**What you have to do**
Quote every record below word for word, leaving out the pictures.

**Supplied data**
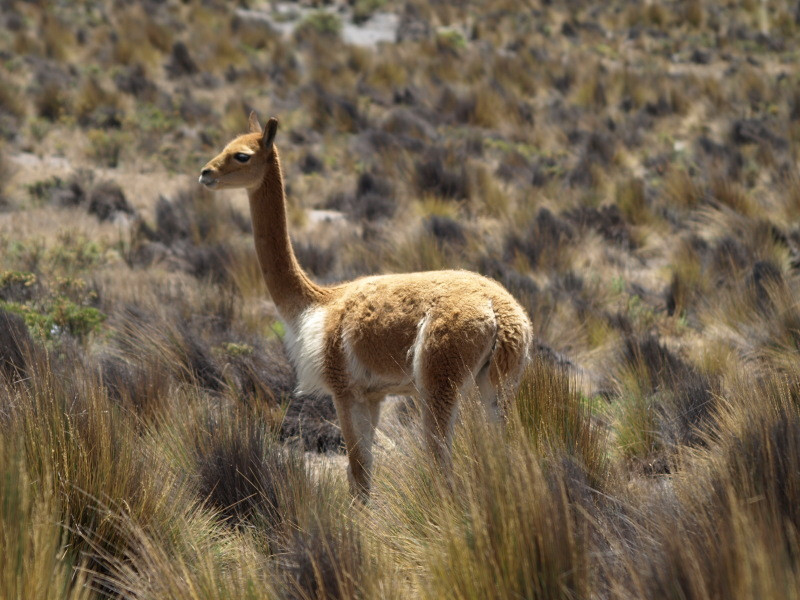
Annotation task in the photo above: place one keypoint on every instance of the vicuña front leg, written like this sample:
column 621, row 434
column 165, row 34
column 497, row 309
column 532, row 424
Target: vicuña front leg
column 358, row 418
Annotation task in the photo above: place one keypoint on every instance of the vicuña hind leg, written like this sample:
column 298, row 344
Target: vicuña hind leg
column 489, row 396
column 439, row 409
column 358, row 418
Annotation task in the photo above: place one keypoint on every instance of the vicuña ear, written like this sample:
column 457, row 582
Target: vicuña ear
column 269, row 132
column 255, row 126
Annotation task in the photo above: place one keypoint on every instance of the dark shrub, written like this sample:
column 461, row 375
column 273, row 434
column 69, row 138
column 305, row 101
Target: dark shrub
column 180, row 62
column 435, row 176
column 606, row 220
column 445, row 230
column 133, row 80
column 15, row 345
column 324, row 561
column 310, row 163
column 106, row 200
column 312, row 421
column 546, row 236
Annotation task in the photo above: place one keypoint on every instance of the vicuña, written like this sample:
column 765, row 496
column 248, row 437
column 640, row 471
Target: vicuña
column 432, row 334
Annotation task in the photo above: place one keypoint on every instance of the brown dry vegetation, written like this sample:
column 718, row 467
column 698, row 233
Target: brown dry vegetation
column 627, row 170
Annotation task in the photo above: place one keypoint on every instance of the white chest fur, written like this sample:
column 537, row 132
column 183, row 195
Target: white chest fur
column 305, row 342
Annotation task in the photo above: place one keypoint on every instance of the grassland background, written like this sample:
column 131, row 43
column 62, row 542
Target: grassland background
column 628, row 170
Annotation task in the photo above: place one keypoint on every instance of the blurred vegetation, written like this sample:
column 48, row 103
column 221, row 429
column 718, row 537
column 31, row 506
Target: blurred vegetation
column 627, row 170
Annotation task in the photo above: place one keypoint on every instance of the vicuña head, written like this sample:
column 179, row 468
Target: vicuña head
column 433, row 334
column 242, row 163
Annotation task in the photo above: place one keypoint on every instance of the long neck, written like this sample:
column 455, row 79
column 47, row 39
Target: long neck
column 290, row 288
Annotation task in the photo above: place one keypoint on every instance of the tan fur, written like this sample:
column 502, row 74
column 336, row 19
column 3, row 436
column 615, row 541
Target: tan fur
column 432, row 334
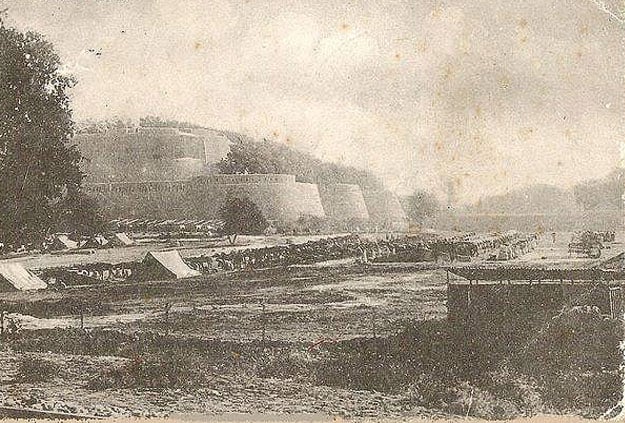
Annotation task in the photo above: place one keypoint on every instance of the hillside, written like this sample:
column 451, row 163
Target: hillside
column 249, row 156
column 153, row 149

**Written solution**
Annotation task in the photo above: place one keypoint on every instance of the vicuña front leg, written like this sample:
column 621, row 434
column 165, row 34
column 497, row 309
column 532, row 424
Target: vicuña front leg
column 358, row 418
Annotation task in the photo above: place one keypoint on every instance of the vicuña hind leg, written like this sample:
column 298, row 344
Target: vicuña hind leg
column 489, row 396
column 439, row 409
column 358, row 418
Annotation task in the photo above: place one keypoint on every instance of the vicuña ear, written like this sample:
column 457, row 582
Target: vicuña ear
column 269, row 132
column 255, row 126
Annotation task in the photo above: place one keypoint on every instance of the dark shrub, written like this sample:
column 461, row 375
column 273, row 434
column 69, row 138
column 305, row 101
Target: dark shrub
column 180, row 62
column 435, row 176
column 606, row 220
column 445, row 230
column 133, row 80
column 15, row 345
column 324, row 561
column 310, row 163
column 106, row 200
column 312, row 421
column 546, row 236
Annotation task in the photo above: place one keypoint on every instance of the vicuña, written like this sample:
column 765, row 496
column 248, row 437
column 640, row 471
Target: vicuña
column 432, row 334
Annotation task in the photo above: place one keypoint on every instance of the brown dry vegetation, written like this sample:
column 718, row 467
column 698, row 233
Target: brown dry vegetation
column 627, row 170
Annotation task in the photo above: place one keypoint on every instance of the white chest fur, written like this sample:
column 537, row 132
column 183, row 195
Target: white chest fur
column 305, row 342
Annotation task in the photo above: place one keypoint on every instance of the grassland background, written like this sample:
column 131, row 43
column 62, row 542
Target: grassland background
column 628, row 170
Annotation task in the photo above: place one keypoint on every instance of the blurred vegetation, written like this sample:
column 48, row 103
column 221, row 429
column 718, row 537
column 31, row 506
Target: blurred vegetation
column 627, row 170
Annotation task in the photo above: place one keypoint on every instance of the vicuña head, written like this sample:
column 179, row 468
Target: vicuña head
column 433, row 334
column 242, row 163
Annotation task in the photo above: place one keypoint on every instance of the long neck, written like this sample:
column 455, row 79
column 47, row 39
Target: long neck
column 290, row 288
Annotation task in the photo above: place one keypoint on every instance of the tan fur, written like this sample:
column 502, row 74
column 336, row 19
column 3, row 436
column 615, row 541
Target: tan fur
column 432, row 334
Annotation task in the photo above: place one keypoint on every instance of the hillside, written like this sample:
column 451, row 163
Target: hillside
column 249, row 156
column 153, row 149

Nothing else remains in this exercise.